**Source text**
--*--
Slices up families by additive relatedness, creating CSV files grouped by degree of relatedness. Operates on a potentially large file by reading in chunks and binning links by additive relatedness.
Usage
sliceFamilies(
outcome_name = "AD_demo",
biggest = TRUE,
bin_width = 0.1,
degreerelatedness = 12,
chunk_size = 2e+07,
max_lines = 1e+13,
addRel_ceiling = 1.5,
input_file = NULL,
folder_prefix = "data",
progress_csv = "progress.csv",
progress_status = "progress.txt",
data_directory = NULL,
verbose = FALSE,
error_handling = FALSE,
file_column_names = c("ID1", "ID2", "addRel", "mitRel", "cnuRel")
)
Arguments
- outcome_name
Name of the outcome variable (used for naming input/output files)
- biggest
Logical; whether to process the "biggest" family dataset (TRUE) or all-but-biggest (FALSE)
- bin_width
Width of additive relatedness bins (default is 0.10)
Maximum degree of relatedness to consider (default 12)
- chunk_size
Number of lines to read in each chunk (default 2e7)
- max_lines
Max number of lines to process from input file (default 1e13)
- addRel_ceiling
Numeric. Maximum relatedness value to bin to. Default is 1.5
- input_file
Path to the input CSV file. If NULL, defaults to a specific file based on `biggest` flag.
- folder_prefix
Prefix for the output folder (default "data")
- progress_csv
Path to a CSV file for tracking progress (default "progress.csv")
- progress_status
Path to a text file for logging progress status (default "progress.txt")
- data_directory
Directory where output files will be saved. If NULL, it is constructed based on `outcome_name` and `folder_prefix`.
- verbose
Logical; whether to print progress messages (default FALSE)
- error_handling
Logical. Should more aggressive error handing be attemptted? Default is false
- file_column_names
Names of the columns in the input file (default c("ID1", "ID2", "addRel", "mitRel", "cnuRel"))
--*--
**Things to do**
A. According to the sliceFamilies page, what happens when data_directory is left as NULL?
B. Sum up the sliceFamilies page in two sentences.
C. Repeat everything in the sliceFamilies page from "- progress_csv" down to "messages (default FALSE)".
Work only from the sliceFamilies page.
--*--
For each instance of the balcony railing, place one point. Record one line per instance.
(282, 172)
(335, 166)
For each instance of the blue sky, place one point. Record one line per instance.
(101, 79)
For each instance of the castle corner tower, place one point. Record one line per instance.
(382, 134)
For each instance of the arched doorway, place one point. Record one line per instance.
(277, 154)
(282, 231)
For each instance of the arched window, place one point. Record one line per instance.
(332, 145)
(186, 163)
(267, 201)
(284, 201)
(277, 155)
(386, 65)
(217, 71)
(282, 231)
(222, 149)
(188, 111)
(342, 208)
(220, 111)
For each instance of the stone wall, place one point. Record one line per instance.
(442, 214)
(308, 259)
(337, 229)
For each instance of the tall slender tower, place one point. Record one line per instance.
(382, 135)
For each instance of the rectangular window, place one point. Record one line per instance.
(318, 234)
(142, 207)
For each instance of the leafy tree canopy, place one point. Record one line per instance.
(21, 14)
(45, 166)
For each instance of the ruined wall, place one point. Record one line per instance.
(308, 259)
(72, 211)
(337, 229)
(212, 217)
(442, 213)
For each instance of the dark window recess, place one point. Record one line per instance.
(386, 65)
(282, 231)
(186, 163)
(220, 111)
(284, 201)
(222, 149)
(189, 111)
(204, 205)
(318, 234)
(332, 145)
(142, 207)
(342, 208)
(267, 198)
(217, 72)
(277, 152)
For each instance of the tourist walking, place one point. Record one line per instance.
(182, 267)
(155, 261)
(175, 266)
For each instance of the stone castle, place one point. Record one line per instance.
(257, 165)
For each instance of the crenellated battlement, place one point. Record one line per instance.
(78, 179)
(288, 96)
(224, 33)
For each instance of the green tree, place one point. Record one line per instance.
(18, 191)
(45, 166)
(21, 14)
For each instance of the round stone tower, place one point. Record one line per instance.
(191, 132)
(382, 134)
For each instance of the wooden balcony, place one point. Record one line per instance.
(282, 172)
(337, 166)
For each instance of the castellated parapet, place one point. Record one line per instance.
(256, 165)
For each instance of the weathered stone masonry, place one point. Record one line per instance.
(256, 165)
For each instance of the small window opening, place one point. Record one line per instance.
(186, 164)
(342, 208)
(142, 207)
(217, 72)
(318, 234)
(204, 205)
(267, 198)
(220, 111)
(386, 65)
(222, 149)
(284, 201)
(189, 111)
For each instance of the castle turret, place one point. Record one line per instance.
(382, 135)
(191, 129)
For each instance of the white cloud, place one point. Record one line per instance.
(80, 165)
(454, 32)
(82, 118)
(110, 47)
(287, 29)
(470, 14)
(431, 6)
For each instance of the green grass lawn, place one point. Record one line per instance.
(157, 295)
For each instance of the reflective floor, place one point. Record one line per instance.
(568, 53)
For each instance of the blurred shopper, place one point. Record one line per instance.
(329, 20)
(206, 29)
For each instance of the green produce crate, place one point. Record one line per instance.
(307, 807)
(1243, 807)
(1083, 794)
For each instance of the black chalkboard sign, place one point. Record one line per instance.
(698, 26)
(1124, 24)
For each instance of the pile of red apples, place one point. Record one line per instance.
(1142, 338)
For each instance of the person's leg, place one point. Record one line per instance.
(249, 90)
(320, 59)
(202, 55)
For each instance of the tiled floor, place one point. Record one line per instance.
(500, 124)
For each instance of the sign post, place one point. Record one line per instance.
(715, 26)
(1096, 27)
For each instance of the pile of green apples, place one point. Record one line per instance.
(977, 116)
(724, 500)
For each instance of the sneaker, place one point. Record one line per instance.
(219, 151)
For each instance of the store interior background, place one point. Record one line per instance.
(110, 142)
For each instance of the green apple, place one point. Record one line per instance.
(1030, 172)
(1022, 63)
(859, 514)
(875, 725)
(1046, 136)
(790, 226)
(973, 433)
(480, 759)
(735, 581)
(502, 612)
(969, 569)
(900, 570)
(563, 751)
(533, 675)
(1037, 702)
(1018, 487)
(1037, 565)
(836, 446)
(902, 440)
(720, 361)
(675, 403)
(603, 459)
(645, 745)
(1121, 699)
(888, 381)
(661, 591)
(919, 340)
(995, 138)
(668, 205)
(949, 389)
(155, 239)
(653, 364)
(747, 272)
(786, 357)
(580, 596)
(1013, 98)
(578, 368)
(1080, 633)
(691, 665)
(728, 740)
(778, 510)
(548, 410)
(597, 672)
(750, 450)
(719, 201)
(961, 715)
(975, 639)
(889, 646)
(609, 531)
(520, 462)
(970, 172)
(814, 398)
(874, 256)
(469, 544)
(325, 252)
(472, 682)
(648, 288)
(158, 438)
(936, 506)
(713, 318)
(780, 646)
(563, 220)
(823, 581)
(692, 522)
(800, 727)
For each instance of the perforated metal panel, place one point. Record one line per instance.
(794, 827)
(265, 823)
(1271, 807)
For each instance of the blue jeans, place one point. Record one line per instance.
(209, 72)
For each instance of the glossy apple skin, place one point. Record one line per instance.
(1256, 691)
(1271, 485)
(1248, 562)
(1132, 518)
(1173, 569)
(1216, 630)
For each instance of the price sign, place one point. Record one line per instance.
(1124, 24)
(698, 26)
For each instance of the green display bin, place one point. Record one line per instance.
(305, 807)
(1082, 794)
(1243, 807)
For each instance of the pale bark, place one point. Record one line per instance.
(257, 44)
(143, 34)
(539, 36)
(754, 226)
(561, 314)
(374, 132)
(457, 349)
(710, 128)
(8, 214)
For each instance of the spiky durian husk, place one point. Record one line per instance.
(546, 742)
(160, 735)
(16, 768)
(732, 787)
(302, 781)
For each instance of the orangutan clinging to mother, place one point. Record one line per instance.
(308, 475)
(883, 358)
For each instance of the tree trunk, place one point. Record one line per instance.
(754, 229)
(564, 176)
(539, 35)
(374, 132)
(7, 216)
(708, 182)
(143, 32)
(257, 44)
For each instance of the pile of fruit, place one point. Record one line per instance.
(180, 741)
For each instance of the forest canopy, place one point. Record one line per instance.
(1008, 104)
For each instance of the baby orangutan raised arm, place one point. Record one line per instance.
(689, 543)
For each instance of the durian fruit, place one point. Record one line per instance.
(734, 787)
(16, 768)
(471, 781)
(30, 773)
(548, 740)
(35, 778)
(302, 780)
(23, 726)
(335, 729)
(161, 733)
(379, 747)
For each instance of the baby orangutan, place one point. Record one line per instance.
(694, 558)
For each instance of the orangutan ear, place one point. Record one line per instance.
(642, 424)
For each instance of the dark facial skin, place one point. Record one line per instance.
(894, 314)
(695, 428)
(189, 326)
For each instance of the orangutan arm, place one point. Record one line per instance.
--*--
**Exercise responses**
A. The output directory is built from outcome_name and folder_prefix.

B. The sliceFamilies function splits families by additive relatedness and writes CSV files grouped by degree of relatedness. It works through a possibly large input file by reading it in chunks and binning links by additive relatedness, with arguments for bin width, chunk size, file paths, and progress tracking.

C.
- progress_csv
Path to a CSV file for tracking progress (default "progress.csv")
- progress_status
Path to a text file for logging progress status (default "progress.txt")
- data_directory
Directory where output files will be saved. If NULL, it is constructed based on `outcome_name` and `folder_prefix`.
- verbose
Logical; whether to print progress messages (default FALSE)